## PASSAGE PROVIDED
--- Start ---
The Mortgagor shall coordinate with the Mortgagee actively in handling the aforesaid guarantee switching formalities at the request of the Mortgagee.
		(19)
	The Mortgagor hereby agrees it will be neither exempted from guarantee responsibility nor affected by the Mortgagee’s waiver of the mortgage or pledge guarantee provided by the Borrower or the change of sequence of mortgage or pledge guarantee provided by the Borrower.

		(20)
	Where this contract is ineffective, void or cancelled not attributed to the Mortgagee, the Mortgagor hereby commits to bear joint liability unconditionally to the Mortgagee for the claims unpaid.

6.3 Deduction
		(1)
	The Mortgagee is entitled to deduct corresponding funds directly from any account the Mortgagor opens in SPD for paying the Mortgagor’s debts due and payable, if any.

		(2)
	The Mortgagee shall have the right to use the proceeds for repaying capital and paying interests and other expenses. The Mortgagee can decide the sequence of liquidation of claims if a number of claims expire.

6.4 Conversion of Exchange Rate
Any conversion of exchange rate hereunder shall be in accordance with foreign exchange price determined by the Mortgagee, and all the related exchange rate risks and losses shall be borne by the Mortgagor.
--- End ---
## ENTRIES SHOWN
--- Start ---
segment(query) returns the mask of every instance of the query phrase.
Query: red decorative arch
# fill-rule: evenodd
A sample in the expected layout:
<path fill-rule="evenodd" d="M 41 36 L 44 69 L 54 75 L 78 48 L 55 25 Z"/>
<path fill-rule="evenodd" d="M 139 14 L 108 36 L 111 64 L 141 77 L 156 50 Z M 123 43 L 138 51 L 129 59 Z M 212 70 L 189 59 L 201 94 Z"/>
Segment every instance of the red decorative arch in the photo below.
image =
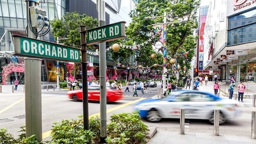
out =
<path fill-rule="evenodd" d="M 10 62 L 7 66 L 3 67 L 2 71 L 2 76 L 3 82 L 2 84 L 6 84 L 6 80 L 8 75 L 13 72 L 24 72 L 25 64 L 22 62 L 21 64 L 12 63 Z"/>

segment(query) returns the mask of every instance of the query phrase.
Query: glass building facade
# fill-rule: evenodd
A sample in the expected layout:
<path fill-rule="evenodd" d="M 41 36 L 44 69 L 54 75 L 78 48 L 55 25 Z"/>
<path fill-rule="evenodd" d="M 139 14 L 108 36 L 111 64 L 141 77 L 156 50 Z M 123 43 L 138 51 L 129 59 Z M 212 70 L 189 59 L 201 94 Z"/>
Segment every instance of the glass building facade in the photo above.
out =
<path fill-rule="evenodd" d="M 130 21 L 129 13 L 135 7 L 136 0 L 106 0 L 106 24 L 121 21 L 126 22 L 128 26 Z M 98 18 L 98 12 L 96 10 L 96 0 L 39 0 L 39 8 L 45 10 L 47 15 L 50 20 L 54 18 L 59 18 L 66 12 L 75 11 L 81 12 L 80 14 L 85 14 L 92 16 L 94 18 Z M 88 6 L 72 4 L 83 4 L 86 3 Z M 88 6 L 89 10 L 85 12 L 85 7 Z M 89 8 L 92 9 L 89 9 Z M 26 2 L 24 0 L 0 0 L 0 72 L 4 68 L 10 65 L 10 63 L 20 64 L 24 62 L 24 58 L 12 56 L 14 47 L 12 34 L 18 34 L 26 36 Z M 51 33 L 48 33 L 42 38 L 42 40 L 56 42 L 56 40 Z M 92 61 L 91 65 L 96 66 L 96 70 L 98 70 L 98 56 L 89 55 L 88 60 Z M 111 60 L 111 55 L 107 53 L 107 66 L 108 68 L 112 68 L 115 64 Z M 42 60 L 42 82 L 54 82 L 56 81 L 56 61 Z M 64 79 L 64 74 L 66 70 L 64 63 L 59 64 L 62 75 L 60 80 Z M 10 77 L 21 80 L 22 82 L 24 74 L 20 72 L 12 72 L 6 76 L 7 84 Z"/>

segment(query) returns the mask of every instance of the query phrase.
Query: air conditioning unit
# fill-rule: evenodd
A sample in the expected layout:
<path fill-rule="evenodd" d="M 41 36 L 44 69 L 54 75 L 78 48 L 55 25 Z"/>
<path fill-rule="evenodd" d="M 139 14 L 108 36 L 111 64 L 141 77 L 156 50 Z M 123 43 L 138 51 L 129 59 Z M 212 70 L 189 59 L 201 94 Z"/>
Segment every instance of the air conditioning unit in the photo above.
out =
<path fill-rule="evenodd" d="M 212 38 L 214 39 L 216 38 L 216 32 L 212 32 Z"/>

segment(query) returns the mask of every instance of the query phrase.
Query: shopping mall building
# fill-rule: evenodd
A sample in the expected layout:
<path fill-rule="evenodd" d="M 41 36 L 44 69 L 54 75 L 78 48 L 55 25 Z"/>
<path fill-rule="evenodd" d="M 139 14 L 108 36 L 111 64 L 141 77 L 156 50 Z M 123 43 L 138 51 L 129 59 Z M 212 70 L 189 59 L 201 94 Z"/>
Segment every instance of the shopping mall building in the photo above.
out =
--- End ---
Decide whether each statement below agrees with the mortgage contract excerpt, answering yes or no and quoting the deciding words: (a) The Mortgagee may deduct funds directly from any account the Mortgagor opens in SPD to pay the Mortgagor's debts that are due and payable. (b) Exchange rate risks and losses are to be borne by the Mortgagee. (c) When a number of claims expire, the Mortgagor decides the sequence in which they are liquidated. These rows were taken from a separate source unrelated to the mortgage contract excerpt.

(a) Yes: "The Mortgagee is entitled to deduct corresponding funds directly from any account the Mortgagor opens in SPD for paying the Mortgagor’s debts due and payable, if any."
(b) No: "all the related exchange rate risks and losses shall be borne by the Mortgagor."
(c) No: "The Mortgagee can decide the sequence of liquidation of claims if a number of claims expire."